[EXERCISE DETAILS] Give back the records below exactly, every one, with no pictures.

[MATERIAL SUPPLIED]
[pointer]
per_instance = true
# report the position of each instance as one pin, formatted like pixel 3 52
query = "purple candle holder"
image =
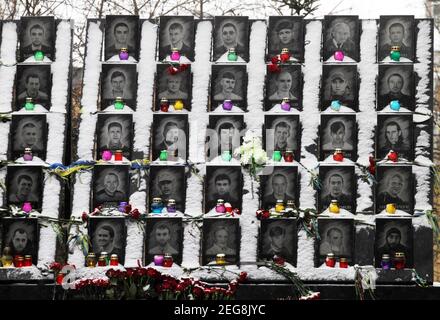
pixel 227 105
pixel 158 260
pixel 106 155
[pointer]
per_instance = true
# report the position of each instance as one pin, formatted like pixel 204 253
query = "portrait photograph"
pixel 338 132
pixel 220 236
pixel 282 133
pixel 341 33
pixel 33 81
pixel 170 133
pixel 338 183
pixel 396 82
pixel 223 182
pixel 21 235
pixel 279 183
pixel 337 237
pixel 278 237
pixel 394 185
pixel 396 31
pixel 176 32
pixel 286 32
pixel 118 80
pixel 111 185
pixel 168 182
pixel 121 31
pixel 108 234
pixel 28 131
pixel 395 132
pixel 37 34
pixel 284 84
pixel 228 83
pixel 339 82
pixel 25 184
pixel 114 132
pixel 163 236
pixel 394 235
pixel 224 133
pixel 231 33
pixel 173 86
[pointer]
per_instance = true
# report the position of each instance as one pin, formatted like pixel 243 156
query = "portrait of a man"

[WORKED SOLUTION]
[pointer]
per_instance = true
# report the position of each instance as one pin, formatted like pixel 3 52
query = "purple candle holder"
image =
pixel 227 105
pixel 158 260
pixel 106 155
[pointer]
per_instance = true
# report the position of each instance as one pin, formatted like pixel 204 253
query = "portrait photograph"
pixel 338 132
pixel 220 236
pixel 282 133
pixel 341 33
pixel 33 81
pixel 170 133
pixel 338 183
pixel 396 82
pixel 223 182
pixel 21 235
pixel 279 183
pixel 337 237
pixel 278 237
pixel 394 185
pixel 396 31
pixel 176 32
pixel 286 32
pixel 118 80
pixel 111 185
pixel 168 182
pixel 121 31
pixel 108 234
pixel 28 131
pixel 395 132
pixel 37 34
pixel 284 84
pixel 228 83
pixel 339 82
pixel 25 184
pixel 114 132
pixel 163 236
pixel 394 235
pixel 224 133
pixel 231 33
pixel 173 86
[pointer]
per_instance = true
# report the position of each instance as one pin, formatted like pixel 243 156
query = "portrait of a man"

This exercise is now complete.